*Exercise directions*: Pull out every line in the items below that contains the string "front".

*Records for the exercise*:
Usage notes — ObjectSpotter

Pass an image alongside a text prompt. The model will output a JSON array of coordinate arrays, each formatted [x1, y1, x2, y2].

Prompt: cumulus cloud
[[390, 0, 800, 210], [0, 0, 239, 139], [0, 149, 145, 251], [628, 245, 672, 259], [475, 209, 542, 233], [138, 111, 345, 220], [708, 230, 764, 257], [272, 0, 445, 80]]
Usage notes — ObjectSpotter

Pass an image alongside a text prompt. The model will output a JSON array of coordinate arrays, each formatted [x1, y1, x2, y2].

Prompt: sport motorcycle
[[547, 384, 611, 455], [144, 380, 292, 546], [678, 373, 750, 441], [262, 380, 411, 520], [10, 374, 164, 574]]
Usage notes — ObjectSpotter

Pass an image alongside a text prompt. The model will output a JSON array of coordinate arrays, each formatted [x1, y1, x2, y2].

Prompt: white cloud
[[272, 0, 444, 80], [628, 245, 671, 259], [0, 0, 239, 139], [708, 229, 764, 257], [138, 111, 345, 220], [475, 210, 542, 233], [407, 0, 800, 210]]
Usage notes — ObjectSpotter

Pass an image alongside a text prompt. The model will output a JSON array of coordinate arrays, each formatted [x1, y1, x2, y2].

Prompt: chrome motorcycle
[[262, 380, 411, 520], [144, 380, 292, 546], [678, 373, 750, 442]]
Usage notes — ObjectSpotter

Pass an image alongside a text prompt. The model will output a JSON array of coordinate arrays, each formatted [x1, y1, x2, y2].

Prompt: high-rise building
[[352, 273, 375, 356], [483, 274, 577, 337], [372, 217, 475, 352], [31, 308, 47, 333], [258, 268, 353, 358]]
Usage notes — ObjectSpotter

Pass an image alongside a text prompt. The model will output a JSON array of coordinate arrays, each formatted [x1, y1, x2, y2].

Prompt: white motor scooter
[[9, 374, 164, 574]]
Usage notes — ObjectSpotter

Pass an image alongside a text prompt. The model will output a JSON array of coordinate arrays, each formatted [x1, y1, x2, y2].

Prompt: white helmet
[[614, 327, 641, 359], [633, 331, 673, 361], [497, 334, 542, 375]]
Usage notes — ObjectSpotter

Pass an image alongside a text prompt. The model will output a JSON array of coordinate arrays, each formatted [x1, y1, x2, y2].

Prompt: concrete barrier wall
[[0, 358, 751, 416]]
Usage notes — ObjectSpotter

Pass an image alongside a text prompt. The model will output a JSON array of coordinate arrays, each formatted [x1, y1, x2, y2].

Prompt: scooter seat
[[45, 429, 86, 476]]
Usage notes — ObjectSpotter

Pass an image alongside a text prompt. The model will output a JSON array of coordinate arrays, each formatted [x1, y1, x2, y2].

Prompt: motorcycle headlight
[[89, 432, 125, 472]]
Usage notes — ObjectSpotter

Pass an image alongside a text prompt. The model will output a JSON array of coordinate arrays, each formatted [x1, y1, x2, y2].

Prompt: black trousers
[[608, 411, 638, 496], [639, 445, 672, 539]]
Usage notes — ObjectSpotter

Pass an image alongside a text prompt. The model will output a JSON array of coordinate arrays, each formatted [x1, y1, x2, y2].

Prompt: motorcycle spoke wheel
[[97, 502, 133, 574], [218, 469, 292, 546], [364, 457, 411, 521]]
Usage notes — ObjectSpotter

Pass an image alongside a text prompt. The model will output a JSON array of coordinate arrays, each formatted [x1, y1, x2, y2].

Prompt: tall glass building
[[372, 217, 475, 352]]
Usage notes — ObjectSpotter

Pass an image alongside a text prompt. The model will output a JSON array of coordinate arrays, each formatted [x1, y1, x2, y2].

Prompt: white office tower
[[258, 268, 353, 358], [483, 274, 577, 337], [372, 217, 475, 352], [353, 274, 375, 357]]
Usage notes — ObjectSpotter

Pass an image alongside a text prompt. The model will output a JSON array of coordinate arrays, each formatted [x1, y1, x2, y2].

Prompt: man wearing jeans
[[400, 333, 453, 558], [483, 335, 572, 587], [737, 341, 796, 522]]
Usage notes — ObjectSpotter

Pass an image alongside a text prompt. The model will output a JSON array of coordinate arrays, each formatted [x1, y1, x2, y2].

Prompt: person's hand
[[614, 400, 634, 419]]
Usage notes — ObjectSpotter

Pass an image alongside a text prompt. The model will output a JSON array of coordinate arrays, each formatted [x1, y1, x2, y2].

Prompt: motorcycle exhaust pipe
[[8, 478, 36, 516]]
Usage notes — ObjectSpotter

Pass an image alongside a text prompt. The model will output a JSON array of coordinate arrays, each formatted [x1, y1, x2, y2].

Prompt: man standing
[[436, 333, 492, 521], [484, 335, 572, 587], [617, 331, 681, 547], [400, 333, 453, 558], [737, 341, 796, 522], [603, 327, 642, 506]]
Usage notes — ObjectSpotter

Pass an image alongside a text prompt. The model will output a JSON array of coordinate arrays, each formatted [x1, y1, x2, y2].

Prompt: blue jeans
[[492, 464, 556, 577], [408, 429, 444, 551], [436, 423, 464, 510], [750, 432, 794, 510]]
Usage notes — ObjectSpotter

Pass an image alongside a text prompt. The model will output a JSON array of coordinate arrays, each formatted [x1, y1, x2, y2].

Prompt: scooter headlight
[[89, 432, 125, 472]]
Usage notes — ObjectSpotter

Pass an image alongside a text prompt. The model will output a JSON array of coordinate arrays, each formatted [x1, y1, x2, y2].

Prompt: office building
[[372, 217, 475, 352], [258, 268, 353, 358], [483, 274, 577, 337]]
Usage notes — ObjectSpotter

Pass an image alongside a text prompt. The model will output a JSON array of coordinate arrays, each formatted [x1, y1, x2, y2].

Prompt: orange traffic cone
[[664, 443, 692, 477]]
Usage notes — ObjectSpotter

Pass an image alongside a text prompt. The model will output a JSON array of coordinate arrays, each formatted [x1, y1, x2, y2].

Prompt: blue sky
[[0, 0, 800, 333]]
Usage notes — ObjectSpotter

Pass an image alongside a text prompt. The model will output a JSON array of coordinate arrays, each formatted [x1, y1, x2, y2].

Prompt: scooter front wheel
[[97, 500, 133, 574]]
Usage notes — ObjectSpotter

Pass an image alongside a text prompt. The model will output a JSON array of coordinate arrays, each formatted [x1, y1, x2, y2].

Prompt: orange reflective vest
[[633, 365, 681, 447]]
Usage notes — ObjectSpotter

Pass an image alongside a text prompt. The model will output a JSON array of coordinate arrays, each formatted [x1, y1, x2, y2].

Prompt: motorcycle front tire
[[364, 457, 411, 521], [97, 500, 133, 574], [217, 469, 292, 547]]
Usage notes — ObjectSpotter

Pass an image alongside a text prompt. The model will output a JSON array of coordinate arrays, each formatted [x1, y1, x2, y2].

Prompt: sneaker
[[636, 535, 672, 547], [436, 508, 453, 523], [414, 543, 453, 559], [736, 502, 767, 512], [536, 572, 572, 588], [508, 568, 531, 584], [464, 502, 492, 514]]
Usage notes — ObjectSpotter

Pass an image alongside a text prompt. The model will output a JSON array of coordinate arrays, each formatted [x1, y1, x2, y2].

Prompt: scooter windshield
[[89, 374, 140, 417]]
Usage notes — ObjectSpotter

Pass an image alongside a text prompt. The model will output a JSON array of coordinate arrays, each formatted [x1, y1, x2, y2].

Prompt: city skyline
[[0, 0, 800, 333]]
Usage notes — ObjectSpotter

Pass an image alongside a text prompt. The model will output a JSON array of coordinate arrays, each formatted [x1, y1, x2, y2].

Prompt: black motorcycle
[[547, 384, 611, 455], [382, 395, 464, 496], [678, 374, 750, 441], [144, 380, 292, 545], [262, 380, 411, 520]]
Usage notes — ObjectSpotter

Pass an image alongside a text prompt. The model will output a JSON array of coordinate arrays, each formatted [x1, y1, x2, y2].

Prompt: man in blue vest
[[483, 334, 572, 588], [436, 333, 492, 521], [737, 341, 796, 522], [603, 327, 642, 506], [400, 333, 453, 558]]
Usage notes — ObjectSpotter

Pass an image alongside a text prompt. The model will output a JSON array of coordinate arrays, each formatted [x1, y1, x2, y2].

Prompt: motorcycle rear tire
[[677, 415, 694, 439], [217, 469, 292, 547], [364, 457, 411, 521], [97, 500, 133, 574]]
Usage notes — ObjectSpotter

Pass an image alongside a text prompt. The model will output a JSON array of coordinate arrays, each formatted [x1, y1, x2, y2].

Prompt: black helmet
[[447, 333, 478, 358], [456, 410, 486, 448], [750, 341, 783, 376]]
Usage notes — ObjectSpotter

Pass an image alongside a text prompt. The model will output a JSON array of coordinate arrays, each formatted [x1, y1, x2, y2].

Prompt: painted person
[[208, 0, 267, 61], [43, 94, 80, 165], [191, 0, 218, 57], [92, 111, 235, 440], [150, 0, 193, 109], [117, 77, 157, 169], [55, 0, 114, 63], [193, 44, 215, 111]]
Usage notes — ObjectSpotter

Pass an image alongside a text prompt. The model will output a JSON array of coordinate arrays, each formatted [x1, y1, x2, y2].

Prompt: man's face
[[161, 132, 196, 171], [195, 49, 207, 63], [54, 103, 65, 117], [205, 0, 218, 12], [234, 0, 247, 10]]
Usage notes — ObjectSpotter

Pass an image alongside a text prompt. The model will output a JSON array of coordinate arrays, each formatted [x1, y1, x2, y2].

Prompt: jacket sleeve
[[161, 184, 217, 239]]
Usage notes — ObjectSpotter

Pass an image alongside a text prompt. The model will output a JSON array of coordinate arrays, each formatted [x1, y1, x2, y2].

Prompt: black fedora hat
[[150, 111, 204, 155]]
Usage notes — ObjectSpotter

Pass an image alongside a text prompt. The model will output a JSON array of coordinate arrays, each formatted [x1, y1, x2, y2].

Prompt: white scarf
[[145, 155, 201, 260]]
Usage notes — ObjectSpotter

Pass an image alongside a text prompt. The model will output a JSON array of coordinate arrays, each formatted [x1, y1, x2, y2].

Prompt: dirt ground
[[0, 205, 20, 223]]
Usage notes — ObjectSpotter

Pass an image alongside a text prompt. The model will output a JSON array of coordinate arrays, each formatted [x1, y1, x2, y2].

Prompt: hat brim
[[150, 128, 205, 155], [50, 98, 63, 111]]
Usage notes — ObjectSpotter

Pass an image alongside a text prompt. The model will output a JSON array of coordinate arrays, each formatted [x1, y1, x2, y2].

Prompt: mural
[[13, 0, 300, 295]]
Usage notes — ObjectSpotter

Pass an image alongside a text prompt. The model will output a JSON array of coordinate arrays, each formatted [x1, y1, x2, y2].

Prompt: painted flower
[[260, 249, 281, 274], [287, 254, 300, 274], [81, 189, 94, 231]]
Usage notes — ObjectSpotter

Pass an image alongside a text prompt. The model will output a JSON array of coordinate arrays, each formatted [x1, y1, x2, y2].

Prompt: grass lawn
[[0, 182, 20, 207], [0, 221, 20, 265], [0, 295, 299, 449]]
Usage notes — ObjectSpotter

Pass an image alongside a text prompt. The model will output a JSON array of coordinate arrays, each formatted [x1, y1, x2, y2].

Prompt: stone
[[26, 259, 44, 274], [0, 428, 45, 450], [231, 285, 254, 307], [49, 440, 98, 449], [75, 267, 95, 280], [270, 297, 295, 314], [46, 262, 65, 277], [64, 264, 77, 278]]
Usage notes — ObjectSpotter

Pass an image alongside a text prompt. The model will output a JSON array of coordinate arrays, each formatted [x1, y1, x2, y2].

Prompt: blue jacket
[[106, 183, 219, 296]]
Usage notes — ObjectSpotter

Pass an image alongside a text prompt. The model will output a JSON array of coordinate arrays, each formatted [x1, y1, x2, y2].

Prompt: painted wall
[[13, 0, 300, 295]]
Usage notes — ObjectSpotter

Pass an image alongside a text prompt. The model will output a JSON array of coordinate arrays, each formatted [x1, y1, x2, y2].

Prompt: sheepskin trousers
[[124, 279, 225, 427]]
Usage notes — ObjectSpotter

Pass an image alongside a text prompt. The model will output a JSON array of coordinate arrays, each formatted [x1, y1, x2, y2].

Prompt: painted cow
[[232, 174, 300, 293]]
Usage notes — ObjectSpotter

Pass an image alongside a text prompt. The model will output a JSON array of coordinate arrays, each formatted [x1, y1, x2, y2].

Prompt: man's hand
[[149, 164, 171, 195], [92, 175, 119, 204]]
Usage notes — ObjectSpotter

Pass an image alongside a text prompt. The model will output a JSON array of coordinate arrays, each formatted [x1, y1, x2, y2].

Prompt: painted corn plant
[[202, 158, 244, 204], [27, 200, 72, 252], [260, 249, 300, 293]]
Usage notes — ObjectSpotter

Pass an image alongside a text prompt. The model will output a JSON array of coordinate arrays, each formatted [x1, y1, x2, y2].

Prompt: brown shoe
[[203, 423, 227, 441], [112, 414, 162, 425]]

*Exercise output*:
Prompt: scooter front wheel
Prompt: motorcycle front tire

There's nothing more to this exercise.